Problem requirements :: Which lines in the records below contain the word "left"? Report each of those lines in full.

Material shown ::
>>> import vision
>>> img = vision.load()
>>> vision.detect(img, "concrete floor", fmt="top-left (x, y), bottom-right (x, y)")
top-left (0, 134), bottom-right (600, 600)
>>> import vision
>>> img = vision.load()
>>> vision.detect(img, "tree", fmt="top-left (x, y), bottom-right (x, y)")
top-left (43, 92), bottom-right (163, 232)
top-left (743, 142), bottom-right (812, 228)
* * *
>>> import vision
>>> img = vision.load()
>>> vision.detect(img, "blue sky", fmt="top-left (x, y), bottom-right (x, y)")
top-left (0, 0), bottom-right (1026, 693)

Exercise result ::
>>> vision.detect(img, "concrete floor", fmt="top-left (x, y), bottom-right (x, y)")
top-left (0, 134), bottom-right (600, 600)
>>> vision.detect(img, "tree", fmt="top-left (x, y), bottom-right (x, y)")
top-left (43, 92), bottom-right (163, 232)
top-left (743, 142), bottom-right (812, 228)
>>> vision.detect(img, "blue sky", fmt="top-left (x, y), bottom-right (x, y)")
top-left (0, 0), bottom-right (1026, 693)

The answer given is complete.